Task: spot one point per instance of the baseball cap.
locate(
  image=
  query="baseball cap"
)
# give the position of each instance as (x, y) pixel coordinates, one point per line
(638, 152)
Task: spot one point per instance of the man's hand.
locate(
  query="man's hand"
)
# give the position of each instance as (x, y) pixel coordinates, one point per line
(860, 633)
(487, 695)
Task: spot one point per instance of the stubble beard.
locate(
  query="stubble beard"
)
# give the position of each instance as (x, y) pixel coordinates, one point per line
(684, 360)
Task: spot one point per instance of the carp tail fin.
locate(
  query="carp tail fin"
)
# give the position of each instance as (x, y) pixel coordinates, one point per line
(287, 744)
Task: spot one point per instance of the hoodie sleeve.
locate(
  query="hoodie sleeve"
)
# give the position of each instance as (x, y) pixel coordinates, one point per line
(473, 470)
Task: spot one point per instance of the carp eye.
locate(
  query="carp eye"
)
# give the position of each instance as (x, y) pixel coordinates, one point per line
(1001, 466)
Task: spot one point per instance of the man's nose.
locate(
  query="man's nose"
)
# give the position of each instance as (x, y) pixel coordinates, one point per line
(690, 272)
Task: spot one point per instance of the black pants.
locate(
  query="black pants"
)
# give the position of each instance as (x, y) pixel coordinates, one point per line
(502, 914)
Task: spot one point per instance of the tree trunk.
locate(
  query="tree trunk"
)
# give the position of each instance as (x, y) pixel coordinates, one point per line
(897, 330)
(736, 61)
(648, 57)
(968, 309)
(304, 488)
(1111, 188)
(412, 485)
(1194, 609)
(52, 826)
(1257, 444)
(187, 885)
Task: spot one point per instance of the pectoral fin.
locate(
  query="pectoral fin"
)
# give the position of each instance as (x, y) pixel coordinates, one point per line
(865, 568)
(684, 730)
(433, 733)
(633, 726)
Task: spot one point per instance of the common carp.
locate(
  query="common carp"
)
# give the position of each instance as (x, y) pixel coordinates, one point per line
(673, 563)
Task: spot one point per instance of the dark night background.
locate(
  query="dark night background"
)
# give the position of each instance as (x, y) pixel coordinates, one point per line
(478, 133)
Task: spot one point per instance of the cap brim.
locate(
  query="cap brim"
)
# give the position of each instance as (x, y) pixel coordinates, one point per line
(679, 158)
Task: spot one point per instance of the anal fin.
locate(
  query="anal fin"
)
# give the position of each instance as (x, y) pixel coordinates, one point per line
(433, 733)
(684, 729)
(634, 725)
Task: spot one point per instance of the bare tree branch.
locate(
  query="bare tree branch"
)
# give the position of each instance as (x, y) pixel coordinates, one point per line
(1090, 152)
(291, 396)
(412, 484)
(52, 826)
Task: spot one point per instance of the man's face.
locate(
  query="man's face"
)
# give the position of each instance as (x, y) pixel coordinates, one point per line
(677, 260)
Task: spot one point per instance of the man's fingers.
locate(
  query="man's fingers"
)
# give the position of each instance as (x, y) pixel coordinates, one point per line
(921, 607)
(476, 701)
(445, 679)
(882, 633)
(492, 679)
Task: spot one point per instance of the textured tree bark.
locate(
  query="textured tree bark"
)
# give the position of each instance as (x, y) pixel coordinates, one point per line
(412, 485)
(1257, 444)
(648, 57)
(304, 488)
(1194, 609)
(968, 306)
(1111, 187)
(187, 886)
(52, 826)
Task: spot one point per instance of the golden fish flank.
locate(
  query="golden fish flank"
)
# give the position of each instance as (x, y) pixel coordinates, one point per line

==*==

Without changing a single character, repeat each record.

Task: spot one point per instance of the baseball cap.
locate(
  image=
  query="baseball cap"
)
# give the position of each instance as (x, y) pixel coordinates, one point per line
(638, 152)
Task: spot one point per instance of the man's hand.
locate(
  query="man's hand"
)
# give the position of each instance as (x, y) pixel coordinates, one point per line
(860, 633)
(487, 695)
Task: spot one point per instance of the stubble beard.
locate(
  query="stubble beard"
)
# give the position of each instance as (x, y) pixel coordinates, one point per line
(684, 360)
Task: spot one point per instance of the carp tail fin.
locate(
  query="carp tail fin"
)
# give the position of each instance as (x, y) pixel coordinates, one point per line
(287, 744)
Task: spot one point per instance of the hoodie sleeve.
locate(
  query="hoodie sleeve"
)
# give the position of each instance as (x, y) pixel coordinates, one point per line
(473, 470)
Task: spot one point per instance of the carp eye.
locate(
  query="carp eye"
)
# give the position of each instance as (x, y) pixel coordinates, one point per line
(1001, 466)
Task: spot one point per instance of the man's nose.
locate(
  query="man's nose"
)
# give the position of each instance as (x, y) pixel coordinates, one point per line
(690, 272)
Task: spot one point per instance of the black pants.
locate(
  query="black pants"
)
# give the position of each instance as (x, y) pixel coordinates, one point per line
(502, 914)
Task: spot one point per instance of the tree trunk.
locate(
  query="tree trunk"
)
# give the position of each instance as (x, y) pixel coordinates, one point per line
(897, 330)
(736, 61)
(648, 57)
(968, 309)
(304, 488)
(1111, 188)
(412, 485)
(1194, 609)
(52, 826)
(1257, 444)
(187, 885)
Task: spot one point per instance of the pectoral fin.
locate(
  query="pectoral fin"
)
# give the position of each instance as (x, y) pixel coordinates, one point per line
(865, 568)
(684, 730)
(433, 733)
(633, 726)
Task: spot one point per instance of the common carp.
locate(
  query="common carp"
)
# give the position of each instance as (x, y) pixel coordinates, one point per line
(673, 563)
Task: spot one point per instance of the dark night background.
locate(
  query="dark night background"
)
# give the position of each instance as (x, y) pixel coordinates, one point per line
(478, 133)
Task: spot one point per instance of the cap brim.
locate(
  query="cap brim"
)
# give the position of each instance as (x, y) pixel coordinates, one point per line
(679, 158)
Task: spot one point per instance of the anal fin.
locate(
  query="anal fin"
)
# give the position of each instance as (x, y) pixel coordinates, one point per line
(433, 733)
(684, 729)
(634, 725)
Task: spot one point per instance of the bare tree branch.
locate(
  query="bare tree branch"
)
# give the position of each instance as (x, y) pixel coordinates, one point per line
(1090, 152)
(291, 396)
(412, 484)
(52, 826)
Task: spot one point per instance of the man's face.
locate(
  query="man's face"
)
# give the position of each instance as (x, y) pixel coordinates, one point per line
(677, 260)
Task: spot one point per instance of the man's fingers.
locate(
  query="man's fingers"
)
# give the position of each instance as (x, y) pixel coordinates, one point per line
(921, 607)
(476, 701)
(445, 679)
(882, 633)
(492, 679)
Task: spot one point per instance of the textured tree bark.
locate(
  query="textured tree bark"
)
# give the position of each instance as (x, y) pixel coordinates, one point per line
(412, 485)
(1257, 444)
(648, 57)
(304, 488)
(1194, 609)
(968, 306)
(1111, 187)
(187, 886)
(52, 826)
Task: spot one point per instance of the golden fish flank.
locate(
  query="golden fish flank"
)
# give the position of each instance as (x, y) pixel coordinates, one point per line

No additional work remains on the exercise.